• _WHAT TO PRODUCE_: Below are the entries. Transcribe exactly the lines from the one with "pixel 98 183" through the one with "pixel 296 282", ends included, and leave out all others.

• _EXERCISE INPUT_:
━━━━━━━━━━

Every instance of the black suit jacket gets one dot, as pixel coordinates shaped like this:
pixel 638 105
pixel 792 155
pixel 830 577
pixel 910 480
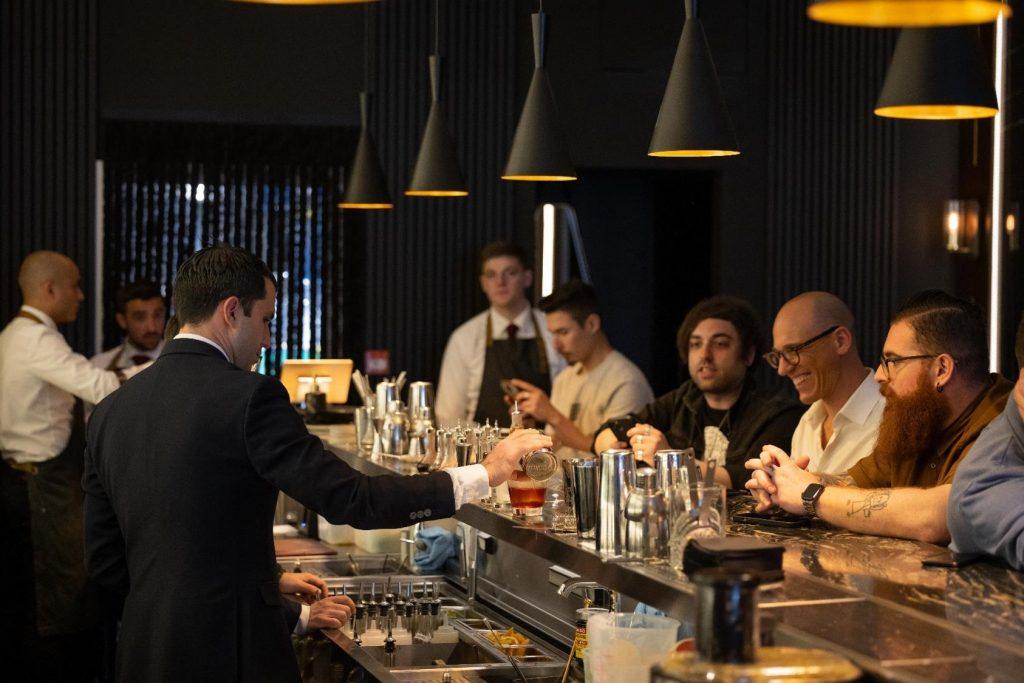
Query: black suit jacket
pixel 182 469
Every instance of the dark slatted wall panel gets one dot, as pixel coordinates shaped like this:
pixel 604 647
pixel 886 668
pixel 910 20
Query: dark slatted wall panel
pixel 47 141
pixel 832 169
pixel 420 258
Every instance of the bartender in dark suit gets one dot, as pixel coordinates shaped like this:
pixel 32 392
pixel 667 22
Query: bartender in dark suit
pixel 183 465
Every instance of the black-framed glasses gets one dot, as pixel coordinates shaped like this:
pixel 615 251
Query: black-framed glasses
pixel 792 353
pixel 887 363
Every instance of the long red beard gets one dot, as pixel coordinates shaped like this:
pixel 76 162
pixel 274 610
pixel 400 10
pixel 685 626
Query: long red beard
pixel 911 424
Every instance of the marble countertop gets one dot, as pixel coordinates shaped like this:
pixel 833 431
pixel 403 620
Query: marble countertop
pixel 865 597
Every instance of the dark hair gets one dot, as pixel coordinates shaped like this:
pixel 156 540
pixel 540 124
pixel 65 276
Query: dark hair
pixel 214 273
pixel 944 324
pixel 141 289
pixel 172 329
pixel 733 309
pixel 574 297
pixel 1020 344
pixel 496 249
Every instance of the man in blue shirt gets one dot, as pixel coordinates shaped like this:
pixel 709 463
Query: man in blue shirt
pixel 986 503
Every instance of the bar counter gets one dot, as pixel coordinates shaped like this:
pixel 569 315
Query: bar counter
pixel 864 597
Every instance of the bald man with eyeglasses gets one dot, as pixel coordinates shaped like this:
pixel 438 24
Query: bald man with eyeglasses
pixel 816 349
pixel 939 398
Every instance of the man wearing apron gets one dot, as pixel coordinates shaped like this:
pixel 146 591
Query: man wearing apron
pixel 48 623
pixel 505 342
pixel 141 313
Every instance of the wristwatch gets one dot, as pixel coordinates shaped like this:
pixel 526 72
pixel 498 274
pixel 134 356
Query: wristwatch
pixel 810 498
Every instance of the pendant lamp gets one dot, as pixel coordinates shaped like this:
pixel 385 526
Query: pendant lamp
pixel 938 74
pixel 895 13
pixel 436 172
pixel 367 184
pixel 539 148
pixel 693 120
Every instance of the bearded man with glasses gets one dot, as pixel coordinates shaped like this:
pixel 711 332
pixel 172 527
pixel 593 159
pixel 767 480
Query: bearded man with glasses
pixel 815 347
pixel 939 397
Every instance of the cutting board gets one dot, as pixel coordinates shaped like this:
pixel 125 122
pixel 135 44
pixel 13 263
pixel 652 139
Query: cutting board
pixel 301 548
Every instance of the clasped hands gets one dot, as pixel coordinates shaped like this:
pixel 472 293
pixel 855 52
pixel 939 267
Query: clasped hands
pixel 326 611
pixel 777 479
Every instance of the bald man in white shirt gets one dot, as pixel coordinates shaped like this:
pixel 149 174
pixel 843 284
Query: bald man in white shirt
pixel 41 442
pixel 814 346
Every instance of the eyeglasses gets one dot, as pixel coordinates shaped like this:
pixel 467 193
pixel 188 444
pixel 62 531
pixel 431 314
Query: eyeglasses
pixel 887 364
pixel 792 353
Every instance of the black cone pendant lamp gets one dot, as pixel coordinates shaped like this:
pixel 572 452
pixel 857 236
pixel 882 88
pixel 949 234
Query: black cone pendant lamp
pixel 693 120
pixel 436 172
pixel 938 74
pixel 539 147
pixel 895 13
pixel 367 184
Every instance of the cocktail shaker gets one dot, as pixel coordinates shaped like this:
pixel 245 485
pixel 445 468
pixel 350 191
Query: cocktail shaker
pixel 669 464
pixel 421 395
pixel 585 492
pixel 394 430
pixel 617 477
pixel 647 518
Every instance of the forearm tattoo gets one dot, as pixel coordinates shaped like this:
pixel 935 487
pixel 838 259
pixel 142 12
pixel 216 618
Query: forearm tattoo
pixel 836 479
pixel 873 502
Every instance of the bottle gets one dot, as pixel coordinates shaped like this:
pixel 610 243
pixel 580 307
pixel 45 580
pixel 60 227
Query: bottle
pixel 578 672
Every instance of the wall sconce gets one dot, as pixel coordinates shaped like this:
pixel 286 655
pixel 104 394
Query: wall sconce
pixel 1013 226
pixel 960 226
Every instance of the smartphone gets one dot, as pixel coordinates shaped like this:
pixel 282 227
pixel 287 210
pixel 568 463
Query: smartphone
pixel 947 559
pixel 773 518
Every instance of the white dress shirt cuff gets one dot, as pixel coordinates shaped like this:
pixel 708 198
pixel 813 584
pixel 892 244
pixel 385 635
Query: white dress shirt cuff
pixel 470 483
pixel 303 624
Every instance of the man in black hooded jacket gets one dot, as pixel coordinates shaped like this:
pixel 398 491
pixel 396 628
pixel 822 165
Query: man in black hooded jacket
pixel 719 411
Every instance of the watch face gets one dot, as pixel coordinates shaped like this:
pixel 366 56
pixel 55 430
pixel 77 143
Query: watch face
pixel 812 492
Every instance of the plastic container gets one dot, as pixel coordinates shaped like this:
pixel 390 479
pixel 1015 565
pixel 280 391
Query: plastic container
pixel 623 646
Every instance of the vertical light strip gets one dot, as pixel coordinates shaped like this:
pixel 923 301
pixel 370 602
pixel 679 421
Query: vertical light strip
pixel 548 250
pixel 996 220
pixel 97 273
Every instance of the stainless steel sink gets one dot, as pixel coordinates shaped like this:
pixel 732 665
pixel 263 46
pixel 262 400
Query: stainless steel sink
pixel 331 565
pixel 471 657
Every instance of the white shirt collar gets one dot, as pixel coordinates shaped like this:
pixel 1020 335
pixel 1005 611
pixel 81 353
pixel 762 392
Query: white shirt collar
pixel 129 349
pixel 185 335
pixel 523 321
pixel 46 319
pixel 858 407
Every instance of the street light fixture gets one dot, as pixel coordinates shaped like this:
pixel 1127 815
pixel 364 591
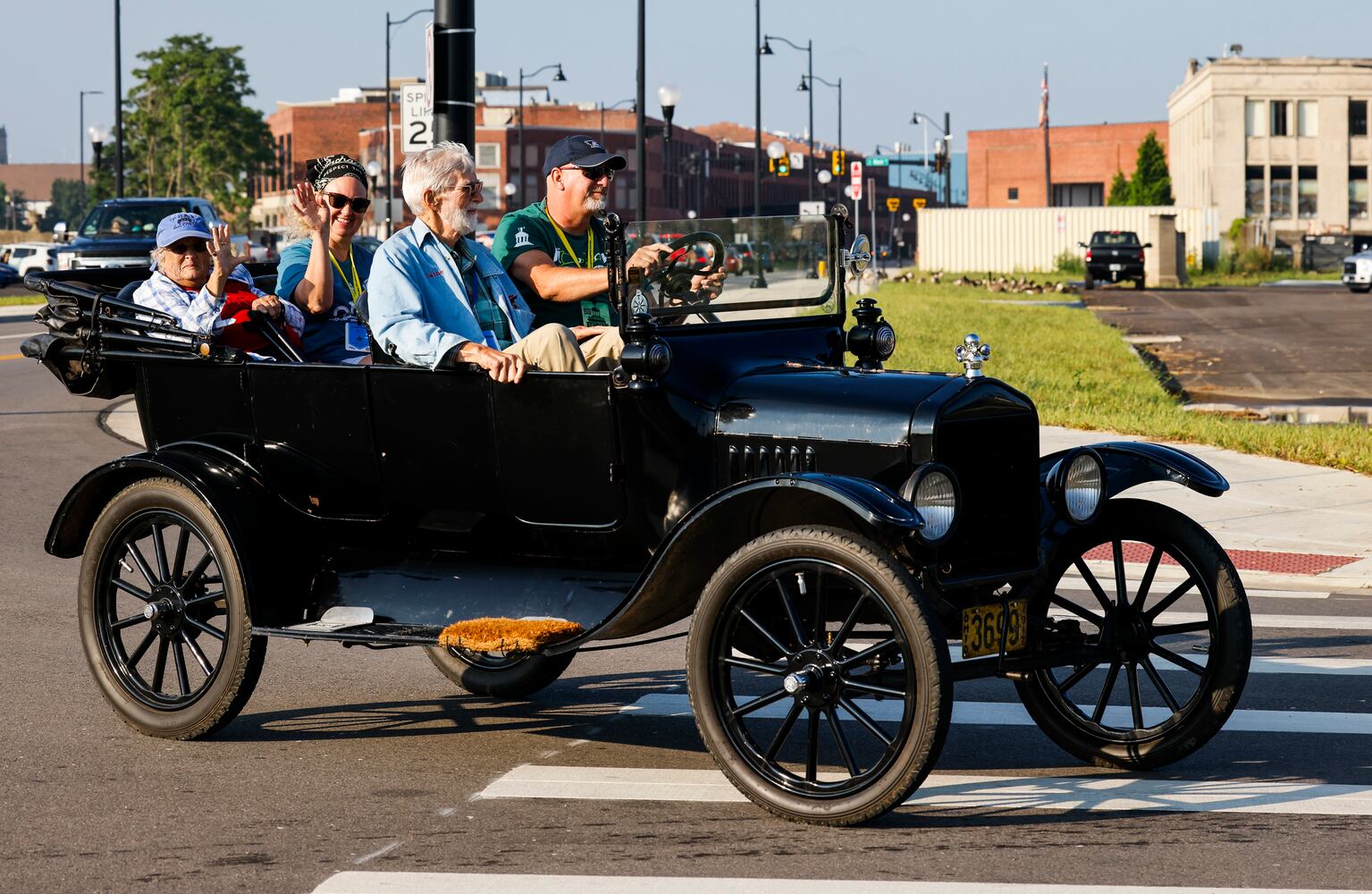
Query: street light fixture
pixel 523 74
pixel 390 150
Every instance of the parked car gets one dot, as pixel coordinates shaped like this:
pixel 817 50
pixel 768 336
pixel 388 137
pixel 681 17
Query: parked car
pixel 1115 256
pixel 1357 271
pixel 122 232
pixel 826 525
pixel 29 256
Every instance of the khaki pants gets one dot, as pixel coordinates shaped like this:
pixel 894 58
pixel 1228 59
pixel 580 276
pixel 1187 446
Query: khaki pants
pixel 554 349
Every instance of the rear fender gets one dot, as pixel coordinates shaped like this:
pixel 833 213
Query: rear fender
pixel 669 586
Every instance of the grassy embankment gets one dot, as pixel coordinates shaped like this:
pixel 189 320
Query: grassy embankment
pixel 1082 375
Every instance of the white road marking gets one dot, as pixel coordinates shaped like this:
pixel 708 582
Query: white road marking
pixel 1014 714
pixel 954 790
pixel 449 881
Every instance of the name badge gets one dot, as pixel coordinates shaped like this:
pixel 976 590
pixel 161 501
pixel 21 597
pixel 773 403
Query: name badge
pixel 356 337
pixel 594 313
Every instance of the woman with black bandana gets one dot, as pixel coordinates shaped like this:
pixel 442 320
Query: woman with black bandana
pixel 325 274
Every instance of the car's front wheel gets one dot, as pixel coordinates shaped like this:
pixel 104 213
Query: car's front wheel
pixel 818 676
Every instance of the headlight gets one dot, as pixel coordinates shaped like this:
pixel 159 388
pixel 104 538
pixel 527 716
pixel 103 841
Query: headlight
pixel 935 494
pixel 1077 485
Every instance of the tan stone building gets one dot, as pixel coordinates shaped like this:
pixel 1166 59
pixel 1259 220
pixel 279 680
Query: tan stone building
pixel 1280 141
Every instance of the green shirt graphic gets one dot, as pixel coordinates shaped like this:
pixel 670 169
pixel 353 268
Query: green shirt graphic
pixel 528 230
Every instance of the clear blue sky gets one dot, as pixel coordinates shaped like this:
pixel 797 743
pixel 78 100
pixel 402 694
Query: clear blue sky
pixel 979 59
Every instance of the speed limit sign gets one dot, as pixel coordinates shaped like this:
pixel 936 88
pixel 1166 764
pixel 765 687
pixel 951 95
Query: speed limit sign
pixel 416 125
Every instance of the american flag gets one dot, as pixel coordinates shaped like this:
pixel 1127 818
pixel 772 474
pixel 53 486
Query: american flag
pixel 1043 99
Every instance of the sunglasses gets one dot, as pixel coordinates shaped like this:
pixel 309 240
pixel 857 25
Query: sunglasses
pixel 339 202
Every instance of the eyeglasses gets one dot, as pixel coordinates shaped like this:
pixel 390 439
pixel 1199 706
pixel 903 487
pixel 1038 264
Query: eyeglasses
pixel 338 202
pixel 189 245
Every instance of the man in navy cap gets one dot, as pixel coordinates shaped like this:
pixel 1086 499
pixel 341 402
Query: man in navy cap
pixel 554 249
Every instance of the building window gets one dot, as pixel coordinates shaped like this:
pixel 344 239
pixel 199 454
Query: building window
pixel 1308 118
pixel 1308 191
pixel 1280 117
pixel 1079 194
pixel 487 154
pixel 1282 191
pixel 1357 117
pixel 1254 202
pixel 1359 191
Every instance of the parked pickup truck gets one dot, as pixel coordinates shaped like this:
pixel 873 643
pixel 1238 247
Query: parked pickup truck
pixel 1115 256
pixel 122 232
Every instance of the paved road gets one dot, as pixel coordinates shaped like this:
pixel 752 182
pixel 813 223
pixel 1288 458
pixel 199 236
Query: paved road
pixel 1261 345
pixel 357 761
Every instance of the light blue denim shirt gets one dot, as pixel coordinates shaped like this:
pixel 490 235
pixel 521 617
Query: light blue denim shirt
pixel 417 304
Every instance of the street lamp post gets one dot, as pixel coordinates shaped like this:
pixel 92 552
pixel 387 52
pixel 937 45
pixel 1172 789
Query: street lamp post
pixel 804 89
pixel 522 76
pixel 390 150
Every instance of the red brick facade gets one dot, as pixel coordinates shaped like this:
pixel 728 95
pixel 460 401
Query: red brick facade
pixel 1005 168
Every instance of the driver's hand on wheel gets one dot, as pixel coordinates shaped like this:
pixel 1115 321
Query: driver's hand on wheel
pixel 649 258
pixel 502 367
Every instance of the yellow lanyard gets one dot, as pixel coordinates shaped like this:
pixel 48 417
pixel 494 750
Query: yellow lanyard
pixel 356 286
pixel 590 242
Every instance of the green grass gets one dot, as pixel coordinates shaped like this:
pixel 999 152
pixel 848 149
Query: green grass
pixel 1082 375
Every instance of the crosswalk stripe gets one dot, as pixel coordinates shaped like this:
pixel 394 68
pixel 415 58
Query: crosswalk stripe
pixel 1014 714
pixel 956 790
pixel 449 881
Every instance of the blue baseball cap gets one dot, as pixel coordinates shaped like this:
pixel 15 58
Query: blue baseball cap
pixel 584 151
pixel 180 225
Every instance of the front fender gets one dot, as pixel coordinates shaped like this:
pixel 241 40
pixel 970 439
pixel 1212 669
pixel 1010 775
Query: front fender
pixel 669 586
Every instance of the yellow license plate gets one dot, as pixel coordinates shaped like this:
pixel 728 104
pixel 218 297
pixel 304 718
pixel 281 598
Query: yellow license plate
pixel 981 628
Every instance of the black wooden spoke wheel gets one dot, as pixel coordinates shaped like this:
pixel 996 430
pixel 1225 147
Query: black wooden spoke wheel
pixel 818 679
pixel 1156 645
pixel 164 614
pixel 498 674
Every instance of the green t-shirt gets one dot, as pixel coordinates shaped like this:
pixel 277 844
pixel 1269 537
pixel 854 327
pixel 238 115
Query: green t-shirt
pixel 530 230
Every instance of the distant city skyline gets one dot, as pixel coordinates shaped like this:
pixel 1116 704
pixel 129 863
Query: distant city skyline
pixel 980 62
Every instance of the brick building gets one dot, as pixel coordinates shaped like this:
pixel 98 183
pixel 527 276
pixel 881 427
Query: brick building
pixel 1005 168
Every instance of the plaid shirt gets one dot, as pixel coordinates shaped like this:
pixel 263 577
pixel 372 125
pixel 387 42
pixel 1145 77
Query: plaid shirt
pixel 199 310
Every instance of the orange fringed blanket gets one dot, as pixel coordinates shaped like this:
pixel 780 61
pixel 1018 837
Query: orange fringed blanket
pixel 508 635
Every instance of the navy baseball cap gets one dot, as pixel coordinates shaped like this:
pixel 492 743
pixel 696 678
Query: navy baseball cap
pixel 584 151
pixel 180 225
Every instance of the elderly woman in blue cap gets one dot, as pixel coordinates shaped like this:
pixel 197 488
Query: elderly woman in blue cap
pixel 325 274
pixel 195 269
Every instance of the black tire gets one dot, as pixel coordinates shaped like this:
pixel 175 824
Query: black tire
pixel 1124 632
pixel 136 614
pixel 779 612
pixel 498 674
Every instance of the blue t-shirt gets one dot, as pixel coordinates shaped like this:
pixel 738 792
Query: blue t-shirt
pixel 335 335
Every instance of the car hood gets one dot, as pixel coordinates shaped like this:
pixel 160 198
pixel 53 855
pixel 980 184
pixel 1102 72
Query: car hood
pixel 825 402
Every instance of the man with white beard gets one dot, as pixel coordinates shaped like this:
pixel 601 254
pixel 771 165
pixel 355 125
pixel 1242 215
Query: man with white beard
pixel 554 249
pixel 438 299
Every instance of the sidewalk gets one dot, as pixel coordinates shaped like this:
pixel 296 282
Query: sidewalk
pixel 1286 525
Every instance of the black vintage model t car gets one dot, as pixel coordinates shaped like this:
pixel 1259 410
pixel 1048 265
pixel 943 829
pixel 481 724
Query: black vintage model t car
pixel 829 527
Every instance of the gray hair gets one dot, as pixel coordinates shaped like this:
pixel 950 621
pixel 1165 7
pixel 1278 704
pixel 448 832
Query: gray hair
pixel 433 169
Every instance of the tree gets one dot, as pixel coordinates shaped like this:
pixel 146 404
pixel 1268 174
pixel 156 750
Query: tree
pixel 189 131
pixel 1151 184
pixel 1118 190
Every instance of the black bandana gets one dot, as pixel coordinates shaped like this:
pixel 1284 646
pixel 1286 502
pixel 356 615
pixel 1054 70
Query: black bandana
pixel 321 171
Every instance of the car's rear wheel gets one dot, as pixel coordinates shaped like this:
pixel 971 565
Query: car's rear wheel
pixel 164 614
pixel 1172 630
pixel 498 674
pixel 818 678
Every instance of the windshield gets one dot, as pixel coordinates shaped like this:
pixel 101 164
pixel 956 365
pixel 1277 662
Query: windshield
pixel 776 268
pixel 128 220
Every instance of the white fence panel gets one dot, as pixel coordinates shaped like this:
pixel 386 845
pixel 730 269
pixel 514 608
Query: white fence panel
pixel 1010 240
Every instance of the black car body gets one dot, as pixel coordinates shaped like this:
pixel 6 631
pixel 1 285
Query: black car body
pixel 829 525
pixel 1115 256
pixel 122 232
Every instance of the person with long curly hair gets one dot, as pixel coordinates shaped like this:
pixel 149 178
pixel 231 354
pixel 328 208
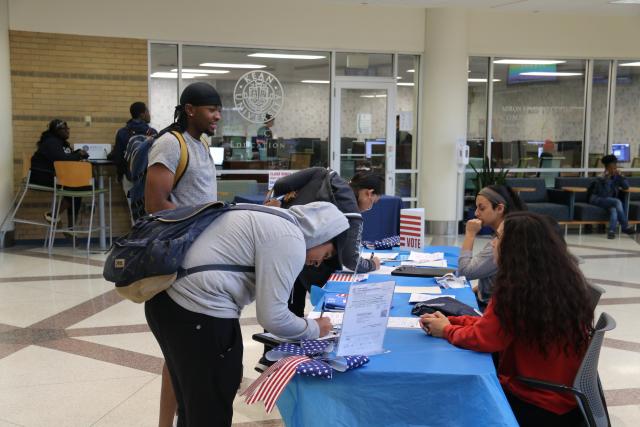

━━━━━━━━━━

• _TASK ANSWER_:
pixel 98 183
pixel 527 276
pixel 881 427
Query: brick building
pixel 1005 168
Every instance of the plaid shirt gets one dot, as pixel coordinates shaped like this:
pixel 263 577
pixel 372 125
pixel 387 42
pixel 1145 77
Query: plaid shirt
pixel 199 310
Every instance of the orange fringed blanket gets one dot, as pixel coordinates shaped like this:
pixel 780 61
pixel 1018 837
Query: orange fringed blanket
pixel 508 635
Every instance of the navy baseball cap gets one dot, as pixel coordinates shaped like this:
pixel 492 743
pixel 696 678
Query: navy baseball cap
pixel 584 151
pixel 180 225
Every instance of the elderly woman in blue cap gets one dot, as pixel coordinates shaped like this:
pixel 197 488
Query: elderly woman in blue cap
pixel 325 274
pixel 195 269
Every instance of the black tire gets one dot, as pixel coordinates shaped like this:
pixel 175 824
Query: black tire
pixel 1124 632
pixel 136 614
pixel 779 612
pixel 498 674
Every instance of the blue t-shirt gets one dot, as pixel coordinates shaped like this:
pixel 738 792
Query: blue t-shirt
pixel 335 335
Every instance of the car hood gets one dot, as pixel coordinates shaped like this:
pixel 160 198
pixel 53 855
pixel 980 184
pixel 1102 72
Query: car hood
pixel 825 402
Every instance of the man with white beard gets one dot, as pixel coordinates shaped like this:
pixel 601 254
pixel 771 165
pixel 355 125
pixel 1242 215
Query: man with white beard
pixel 554 249
pixel 438 299
Every instance of the sidewalk gets one dot, as pixel coordinates shaped like this:
pixel 296 282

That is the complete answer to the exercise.